What to work on |
**1.** Reproduce the passage of the Toki Jonin article starting with "Illustration by Brandon" and going on through "examining his life.".
**2.** Pull out each line of the records that contains the word "person".

Text extract |
---*---
Nichiren and His Disciples

Toki Jonin [1 OF 3]

The Mentor-Disciple Relationship and the Journey of Kosen-rufu

Illustration by Brandon Hill.


Nichiren Daishonin persevered in his efforts to spread the Mystic Law, overcoming a succession of persecutions in order to establish a teaching that could lead all people to absolute happiness. There are numerous examples of the drama of the oneness of mentor and disciple that unfolded between Nichiren and his disciples. This new series shows how his disciples took action and overcame their various hardships based on guidance and encouragement from their mentor.

Toki Jonin [1 OF 3]

Alongside Shijo Kingo and Nanjo Tokimitsu, Toki Jonin of Shimosa Province (present-day Chiba Prefecture) is one of Nichiren Daishonin’s principal disciples. The next three installments will be dedicated to examining his life.

The more than 30 letters that he received from Nichiren reveal that Toki Jonin possessed wide-ranging knowledge, a seeking spirit toward the teachings and an earnest personality. This first installment will cover his family as well as his efforts amid the Tatsunokuchi Persecution and the Dashonin’s exile to Sado Island.

Toki Jonin’s Birthplace and Family

Toki Jonin was a samurai who lived in Wakamiya in Shimosa Province. It is speculated that his father, Toki Chuta Nyudo Rennin, moved the family to Wakamiya from Inaba Province (present-day Tottori Prefecture) in southwestern Japan. It is thought that Jonin had four siblings.

Jonin’s first wife had passed away, and the woman who is referred to as lay nun Toki in Nichiren’s writings is his second wife. Lay nun Toki formerly lived in Suruga Province (present-day Shizuoka Prefecture), and, when she married Jonin, she moved to Shimosa together with her only child [who later became one of the six senior priests], Iyo-bo Nitcho (1252–1317). She is considered to have had a son with Jonin, Jyakusen-bo Nitcho (1262–1310), who later became a disciple of Nikko Shonin.
---*---
(Location identification items)
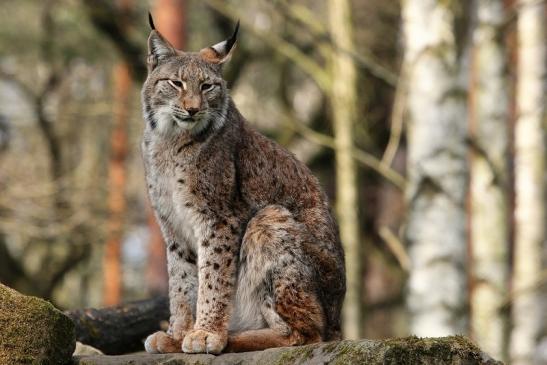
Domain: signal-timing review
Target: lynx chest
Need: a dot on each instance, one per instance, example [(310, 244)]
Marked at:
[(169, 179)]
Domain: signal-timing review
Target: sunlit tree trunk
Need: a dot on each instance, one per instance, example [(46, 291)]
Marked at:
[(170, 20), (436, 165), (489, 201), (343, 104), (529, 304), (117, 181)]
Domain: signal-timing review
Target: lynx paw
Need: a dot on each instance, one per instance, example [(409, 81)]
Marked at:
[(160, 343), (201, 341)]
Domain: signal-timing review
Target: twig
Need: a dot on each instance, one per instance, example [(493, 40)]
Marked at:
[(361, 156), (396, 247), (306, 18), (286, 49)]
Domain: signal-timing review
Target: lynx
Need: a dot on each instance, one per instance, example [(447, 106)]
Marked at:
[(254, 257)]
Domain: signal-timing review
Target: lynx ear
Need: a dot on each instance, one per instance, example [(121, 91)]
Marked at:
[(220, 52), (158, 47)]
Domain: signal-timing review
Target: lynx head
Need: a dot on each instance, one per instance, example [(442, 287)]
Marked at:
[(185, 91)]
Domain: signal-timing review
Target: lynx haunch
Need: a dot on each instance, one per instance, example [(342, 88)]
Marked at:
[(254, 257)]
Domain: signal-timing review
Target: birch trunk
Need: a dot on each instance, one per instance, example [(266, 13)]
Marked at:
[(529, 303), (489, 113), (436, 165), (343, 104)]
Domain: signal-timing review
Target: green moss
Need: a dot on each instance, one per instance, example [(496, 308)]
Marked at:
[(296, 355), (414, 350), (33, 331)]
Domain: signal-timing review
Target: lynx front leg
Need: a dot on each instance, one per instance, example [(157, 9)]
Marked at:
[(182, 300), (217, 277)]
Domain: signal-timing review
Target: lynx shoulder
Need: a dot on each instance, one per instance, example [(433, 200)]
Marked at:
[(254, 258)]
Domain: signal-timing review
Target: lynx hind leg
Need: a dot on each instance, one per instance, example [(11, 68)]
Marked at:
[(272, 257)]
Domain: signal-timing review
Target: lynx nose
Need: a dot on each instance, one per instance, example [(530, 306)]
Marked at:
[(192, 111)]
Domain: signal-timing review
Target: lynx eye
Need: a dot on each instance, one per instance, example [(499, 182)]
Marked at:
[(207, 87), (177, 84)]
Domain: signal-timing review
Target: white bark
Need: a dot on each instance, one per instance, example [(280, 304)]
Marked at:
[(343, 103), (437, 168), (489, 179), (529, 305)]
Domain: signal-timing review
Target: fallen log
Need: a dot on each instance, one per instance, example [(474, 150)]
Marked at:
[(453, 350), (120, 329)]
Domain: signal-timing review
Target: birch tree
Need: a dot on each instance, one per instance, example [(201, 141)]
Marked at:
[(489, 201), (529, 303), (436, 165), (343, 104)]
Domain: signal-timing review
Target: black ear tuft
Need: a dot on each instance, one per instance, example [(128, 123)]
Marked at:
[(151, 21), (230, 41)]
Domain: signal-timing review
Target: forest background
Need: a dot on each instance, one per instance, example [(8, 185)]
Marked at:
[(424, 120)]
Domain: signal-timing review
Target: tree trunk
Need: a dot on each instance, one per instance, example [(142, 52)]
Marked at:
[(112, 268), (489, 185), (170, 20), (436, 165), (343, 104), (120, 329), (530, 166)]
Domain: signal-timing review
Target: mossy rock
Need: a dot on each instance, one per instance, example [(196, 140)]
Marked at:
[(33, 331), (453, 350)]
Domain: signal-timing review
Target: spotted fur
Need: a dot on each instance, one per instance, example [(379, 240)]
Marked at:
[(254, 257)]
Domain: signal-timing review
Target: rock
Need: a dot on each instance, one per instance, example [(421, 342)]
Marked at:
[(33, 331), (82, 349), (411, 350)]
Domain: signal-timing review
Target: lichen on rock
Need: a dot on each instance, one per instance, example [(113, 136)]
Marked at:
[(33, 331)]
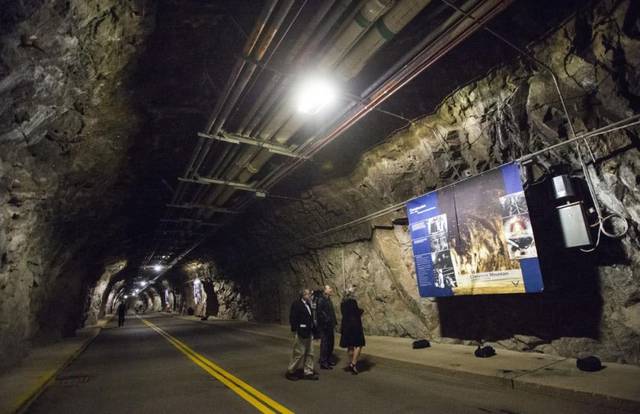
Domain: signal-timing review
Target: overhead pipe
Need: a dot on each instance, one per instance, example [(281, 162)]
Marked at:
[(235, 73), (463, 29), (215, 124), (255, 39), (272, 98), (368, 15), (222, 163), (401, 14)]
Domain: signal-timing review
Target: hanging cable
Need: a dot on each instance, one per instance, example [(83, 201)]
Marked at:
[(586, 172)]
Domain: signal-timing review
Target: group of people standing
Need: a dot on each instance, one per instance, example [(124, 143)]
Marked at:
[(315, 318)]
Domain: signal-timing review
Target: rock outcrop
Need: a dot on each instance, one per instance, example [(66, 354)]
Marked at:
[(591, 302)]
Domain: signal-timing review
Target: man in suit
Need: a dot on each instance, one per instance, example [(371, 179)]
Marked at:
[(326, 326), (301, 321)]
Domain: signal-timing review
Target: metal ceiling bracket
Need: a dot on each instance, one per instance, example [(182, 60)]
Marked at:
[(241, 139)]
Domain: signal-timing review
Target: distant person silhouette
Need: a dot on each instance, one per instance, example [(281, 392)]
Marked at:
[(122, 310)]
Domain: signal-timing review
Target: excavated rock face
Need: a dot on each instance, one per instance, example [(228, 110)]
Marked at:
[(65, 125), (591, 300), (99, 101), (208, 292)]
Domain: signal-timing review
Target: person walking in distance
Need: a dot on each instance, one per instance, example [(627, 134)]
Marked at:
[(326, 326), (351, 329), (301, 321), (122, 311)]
---*---
Responses by task |
**1.**
Illustration by Brandon Hill.


Nichiren Daishonin persevered in his efforts to spread the Mystic Law, overcoming a succession of persecutions in order to establish a teaching that could lead all people to absolute happiness. There are numerous examples of the drama of the oneness of mentor and disciple that unfolded between Nichiren and his disciples. This new series shows how his disciples took action and overcame their various hardships based on guidance and encouragement from their mentor.

Toki Jonin [1 OF 3]

Alongside Shijo Kingo and Nanjo Tokimitsu, Toki Jonin of Shimosa Province (present-day Chiba Prefecture) is one of Nichiren Daishonin’s principal disciples. The next three installments will be dedicated to examining his life.

**2.**
Target: distant person silhouette
Target: person walking in distance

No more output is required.